### REQUIRED TASK A
Update the records from the line containing "Deliver bounding box" down to the line containing "xmin=166 ymin=646 xmax=234 ymax=685" by replacing "integer pixels" with "whole pixels", keeping everything else the same. Give back only those lines.

### PAGE EXTRACT
UK & CHN Core - UK & China Centre for Offshore Renewable Energy

About the Programme

The Offshore Renewable Energy programme aims to develop the next generation of offshore renewable energy (ORE) technologies to enable the safe, secure, cheap and efficient provision of clean energy.

The collaborative, multidisciplinary, three-year-long projects will use environmental science, technology and engineering to tackle key challenges affecting the development of ORE systems, such as offshore wind, wave and tide facilities, and maximise their environmental and socio-economic benefits.

The projects will determine where the best energy resource is available and where would be best to implement ORE technologies, and inform the development of technology so that structures are resilient to extreme events such as typhoons and earthquakes.

Furthermore the conflict between increasing energy demand and clean energy generation is one of the most pressing challenges for developing economies. China has stepped up the installation of solar energy and onshore wind capacity; however the industrialised centres along the coast do not have significant renewable energy resources available, apart from one: Offshore wind energy.

### RECORDED DATA
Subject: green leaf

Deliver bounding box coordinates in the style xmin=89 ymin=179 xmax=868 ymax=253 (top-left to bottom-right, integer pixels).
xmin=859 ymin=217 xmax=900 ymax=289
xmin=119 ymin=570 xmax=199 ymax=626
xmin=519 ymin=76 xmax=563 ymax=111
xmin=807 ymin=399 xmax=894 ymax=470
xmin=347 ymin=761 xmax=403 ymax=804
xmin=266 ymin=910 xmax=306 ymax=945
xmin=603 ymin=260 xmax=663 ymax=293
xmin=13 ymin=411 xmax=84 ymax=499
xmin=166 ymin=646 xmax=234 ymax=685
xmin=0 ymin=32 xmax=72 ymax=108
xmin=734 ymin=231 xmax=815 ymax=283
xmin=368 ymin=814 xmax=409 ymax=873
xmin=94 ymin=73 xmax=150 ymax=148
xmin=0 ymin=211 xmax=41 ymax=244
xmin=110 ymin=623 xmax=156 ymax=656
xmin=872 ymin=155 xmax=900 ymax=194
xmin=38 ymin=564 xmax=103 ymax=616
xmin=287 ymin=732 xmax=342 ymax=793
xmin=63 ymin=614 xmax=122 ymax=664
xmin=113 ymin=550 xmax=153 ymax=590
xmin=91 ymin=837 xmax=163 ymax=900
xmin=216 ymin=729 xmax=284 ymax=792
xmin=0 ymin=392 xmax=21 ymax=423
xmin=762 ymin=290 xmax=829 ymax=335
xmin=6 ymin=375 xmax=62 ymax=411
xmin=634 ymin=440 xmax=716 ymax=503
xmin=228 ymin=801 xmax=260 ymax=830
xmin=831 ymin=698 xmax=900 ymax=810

### REQUIRED TASK B
From the page on the offshore renewable energy programme, list every adjective describing the provision of clean energy that the new technologies are meant to enable.

### EXERCISE SOLUTION A
Deliver bounding box coordinates in the style xmin=89 ymin=179 xmax=868 ymax=253 (top-left to bottom-right, whole pixels).
xmin=859 ymin=217 xmax=900 ymax=289
xmin=119 ymin=570 xmax=199 ymax=626
xmin=519 ymin=76 xmax=563 ymax=111
xmin=807 ymin=399 xmax=894 ymax=470
xmin=347 ymin=761 xmax=403 ymax=804
xmin=266 ymin=910 xmax=306 ymax=945
xmin=603 ymin=260 xmax=663 ymax=293
xmin=13 ymin=411 xmax=84 ymax=499
xmin=166 ymin=646 xmax=234 ymax=685

### EXERCISE SOLUTION B
safe, secure, cheap, efficient